Extracted records:
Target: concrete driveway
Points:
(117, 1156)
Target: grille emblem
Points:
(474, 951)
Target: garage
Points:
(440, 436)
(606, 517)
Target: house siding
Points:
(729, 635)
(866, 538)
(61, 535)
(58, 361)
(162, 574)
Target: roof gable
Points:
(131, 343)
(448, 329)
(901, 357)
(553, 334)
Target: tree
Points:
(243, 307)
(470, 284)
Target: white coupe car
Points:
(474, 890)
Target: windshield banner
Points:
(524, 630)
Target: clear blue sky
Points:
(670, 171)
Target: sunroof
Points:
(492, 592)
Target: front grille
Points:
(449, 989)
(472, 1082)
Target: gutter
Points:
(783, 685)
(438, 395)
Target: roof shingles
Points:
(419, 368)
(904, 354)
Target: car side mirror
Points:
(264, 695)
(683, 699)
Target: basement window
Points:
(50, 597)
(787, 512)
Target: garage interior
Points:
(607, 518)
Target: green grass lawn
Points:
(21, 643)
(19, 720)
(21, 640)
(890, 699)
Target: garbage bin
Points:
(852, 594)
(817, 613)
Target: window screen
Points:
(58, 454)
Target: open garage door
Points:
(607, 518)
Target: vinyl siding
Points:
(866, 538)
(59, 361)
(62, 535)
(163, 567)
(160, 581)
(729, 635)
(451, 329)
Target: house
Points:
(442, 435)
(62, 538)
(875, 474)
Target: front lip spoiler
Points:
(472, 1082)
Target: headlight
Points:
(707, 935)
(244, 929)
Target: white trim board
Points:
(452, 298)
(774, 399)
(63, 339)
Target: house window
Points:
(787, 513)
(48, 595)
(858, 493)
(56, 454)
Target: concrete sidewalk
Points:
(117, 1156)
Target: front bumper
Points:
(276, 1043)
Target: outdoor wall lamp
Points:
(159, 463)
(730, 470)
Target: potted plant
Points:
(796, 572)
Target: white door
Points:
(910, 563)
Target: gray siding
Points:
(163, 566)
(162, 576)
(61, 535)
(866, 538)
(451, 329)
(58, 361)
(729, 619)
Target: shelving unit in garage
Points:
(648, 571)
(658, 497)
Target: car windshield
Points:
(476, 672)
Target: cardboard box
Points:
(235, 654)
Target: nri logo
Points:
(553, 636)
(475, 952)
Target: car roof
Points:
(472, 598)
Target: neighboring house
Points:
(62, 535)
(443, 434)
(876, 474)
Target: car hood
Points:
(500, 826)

==

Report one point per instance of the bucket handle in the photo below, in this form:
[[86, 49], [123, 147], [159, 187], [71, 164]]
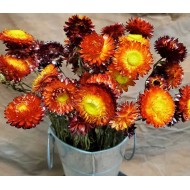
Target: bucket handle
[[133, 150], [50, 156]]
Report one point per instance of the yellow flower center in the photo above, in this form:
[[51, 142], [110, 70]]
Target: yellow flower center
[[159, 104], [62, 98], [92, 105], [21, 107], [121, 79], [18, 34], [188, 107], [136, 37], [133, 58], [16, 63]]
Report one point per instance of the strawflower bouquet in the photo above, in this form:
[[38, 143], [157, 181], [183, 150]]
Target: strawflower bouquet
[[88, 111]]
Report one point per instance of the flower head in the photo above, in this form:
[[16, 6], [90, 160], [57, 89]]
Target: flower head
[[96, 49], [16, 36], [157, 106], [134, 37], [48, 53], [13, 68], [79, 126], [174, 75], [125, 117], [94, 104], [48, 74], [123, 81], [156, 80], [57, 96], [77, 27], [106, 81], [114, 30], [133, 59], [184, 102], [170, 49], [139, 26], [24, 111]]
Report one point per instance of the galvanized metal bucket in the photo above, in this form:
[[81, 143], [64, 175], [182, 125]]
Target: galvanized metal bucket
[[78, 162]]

Your goal:
Update everything from the row containing "Report one point per instance of the galvanized" down to the row containing "[[78, 162]]" by putting "zinc-coated pail" in place of "galvanized metal bucket". Keep every other part of those rows unchanged.

Correct answer:
Report one point per instance of the zinc-coated pail in the photo above, in this form:
[[81, 143], [64, 175], [182, 125]]
Target: zinc-coated pail
[[78, 162]]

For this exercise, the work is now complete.